▸ **What is being asked**:
Copy out every row below word for word, leaving out the pictures.

Rows taken from a collection
════════

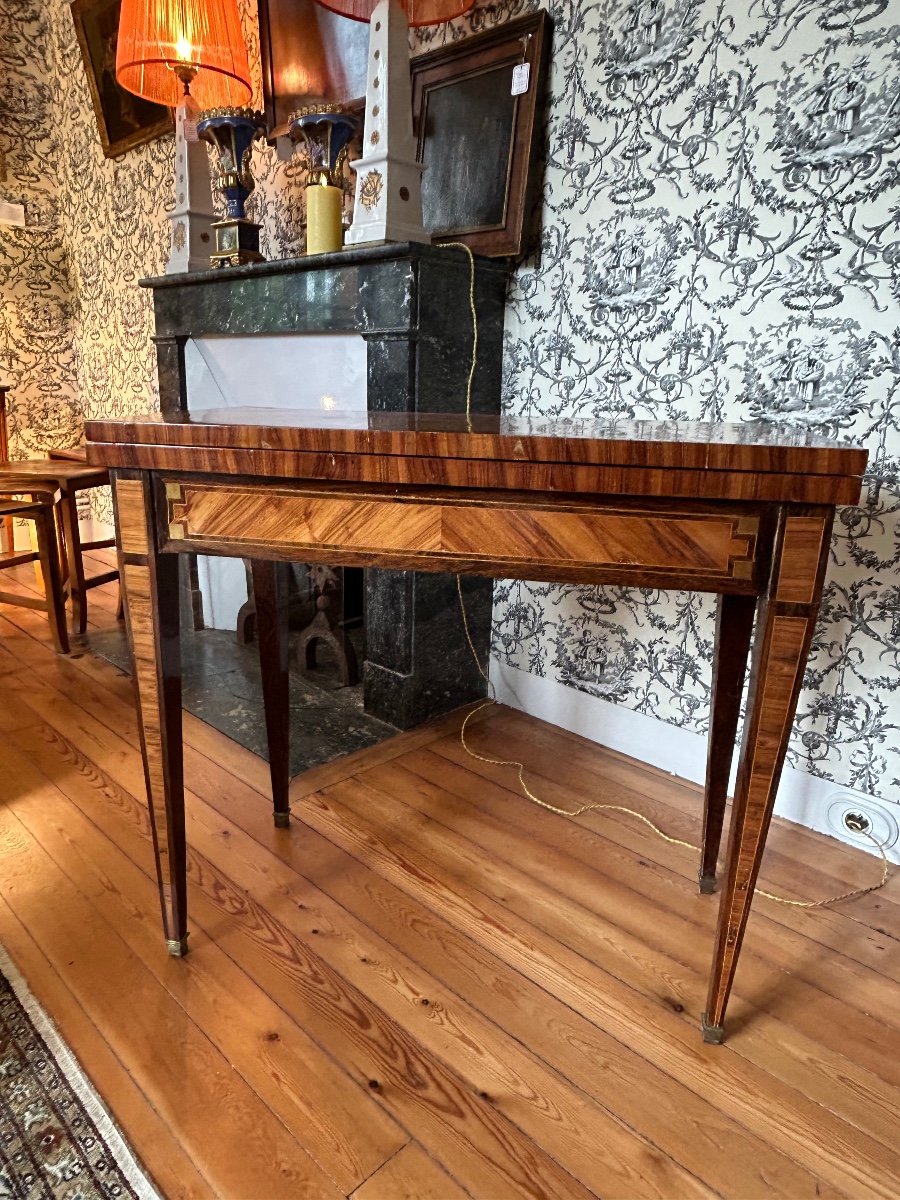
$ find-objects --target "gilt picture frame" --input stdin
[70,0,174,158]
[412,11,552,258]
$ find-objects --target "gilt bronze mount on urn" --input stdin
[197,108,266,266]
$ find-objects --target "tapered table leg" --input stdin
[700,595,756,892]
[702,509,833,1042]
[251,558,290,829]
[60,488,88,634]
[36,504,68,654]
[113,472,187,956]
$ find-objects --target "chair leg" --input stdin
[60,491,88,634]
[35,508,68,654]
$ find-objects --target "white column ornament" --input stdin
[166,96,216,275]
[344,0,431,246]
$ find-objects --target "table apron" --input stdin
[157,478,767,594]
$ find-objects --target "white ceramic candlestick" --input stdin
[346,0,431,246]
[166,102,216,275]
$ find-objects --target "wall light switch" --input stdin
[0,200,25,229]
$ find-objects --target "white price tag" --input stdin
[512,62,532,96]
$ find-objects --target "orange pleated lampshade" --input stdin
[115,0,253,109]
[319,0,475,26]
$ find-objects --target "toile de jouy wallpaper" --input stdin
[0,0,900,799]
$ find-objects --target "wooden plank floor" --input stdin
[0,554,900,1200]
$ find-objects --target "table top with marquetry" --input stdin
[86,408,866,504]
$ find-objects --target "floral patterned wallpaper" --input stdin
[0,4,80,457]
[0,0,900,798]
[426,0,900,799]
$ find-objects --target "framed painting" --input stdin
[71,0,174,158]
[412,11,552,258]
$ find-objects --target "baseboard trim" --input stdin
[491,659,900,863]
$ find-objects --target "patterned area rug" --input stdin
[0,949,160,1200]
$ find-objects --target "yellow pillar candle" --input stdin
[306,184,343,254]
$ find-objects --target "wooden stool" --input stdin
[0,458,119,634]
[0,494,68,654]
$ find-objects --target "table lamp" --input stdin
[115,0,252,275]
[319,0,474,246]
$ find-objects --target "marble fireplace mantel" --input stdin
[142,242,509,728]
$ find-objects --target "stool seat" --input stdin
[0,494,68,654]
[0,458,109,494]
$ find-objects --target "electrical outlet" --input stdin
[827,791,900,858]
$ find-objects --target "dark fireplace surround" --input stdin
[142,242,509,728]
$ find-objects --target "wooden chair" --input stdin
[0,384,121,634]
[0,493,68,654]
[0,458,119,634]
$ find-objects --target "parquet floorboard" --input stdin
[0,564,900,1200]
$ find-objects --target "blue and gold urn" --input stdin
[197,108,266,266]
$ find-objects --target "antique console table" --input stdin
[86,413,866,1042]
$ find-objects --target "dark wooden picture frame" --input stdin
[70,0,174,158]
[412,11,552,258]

════════

▸ **Result below**:
$ find-objects --target "gilt picture frame" --input stdin
[70,0,174,158]
[412,11,552,258]
$ find-objects --target "gilt bronze mount on urn" --input stdin
[197,108,266,266]
$ find-objects --target "tapered table leg" --input stdin
[700,595,756,892]
[702,509,833,1042]
[251,558,290,829]
[60,488,88,634]
[36,504,68,654]
[113,472,187,956]
$ find-objects --target "chair leg" --input stdin
[60,491,88,634]
[35,508,68,654]
$ find-objects --target "white column ornament" --input stdin
[166,96,216,275]
[344,0,431,246]
$ find-objects --target "table apron" --input stdin
[157,478,767,594]
$ find-objects --target "white ceramic candlestick" --input stdin
[346,0,431,246]
[166,102,216,275]
$ find-objects --target "wall light switch" --input stdin
[0,200,25,229]
$ find-objects --target "white price tag" --input stdin
[512,62,532,96]
$ find-objects --target "orange pleated lampshade" --input stdin
[115,0,253,109]
[319,0,475,26]
$ find-objects --target "toile de jouy wallpaper" --input stdin
[0,0,900,799]
$ find-objects --target "wooden plank floor" --input stdin
[0,554,900,1200]
$ find-objects --target "table top with marquetry" --input stdin
[86,408,866,504]
$ find-objects --target "floral patterned wallpaper" --input stdin
[0,4,80,457]
[0,0,900,798]
[426,0,900,799]
$ find-objects --target "framed painting" --input stdin
[71,0,174,158]
[412,11,552,258]
$ find-objects --target "baseboard trim" --input stdin
[491,659,900,863]
$ find-objects --target "patterned area rug" --input stdin
[0,949,160,1200]
$ find-objects --target "yellow pillar candle" --input stdin
[306,184,343,254]
$ find-objects --target "wooden stool" --input stdin
[0,458,119,634]
[0,494,68,654]
$ find-objects --target "table lamp" --input stdin
[115,0,252,275]
[319,0,474,246]
$ find-objects --target "marble fireplace mantel" --input stdin
[142,242,509,728]
$ find-objects --target "stool seat" --input stdin
[0,494,68,654]
[0,458,109,494]
$ find-objects --target "electrical outlet" --input stdin
[827,791,900,858]
$ find-objects --target "dark fireplace surround" --input stdin
[142,242,509,728]
$ find-objects --target "wooden chair" --input stdin
[0,384,121,634]
[0,493,68,654]
[0,458,119,634]
$ find-objects --target "parquet floorboard" --input stdin
[0,564,900,1200]
$ find-objects --target "blue and gold urn" --input stdin
[197,108,266,266]
$ find-objects --target "antique console table" --input stdin
[86,413,866,1042]
$ find-objects --target "dark wooden picture frame" --input stdin
[70,0,174,158]
[412,11,552,258]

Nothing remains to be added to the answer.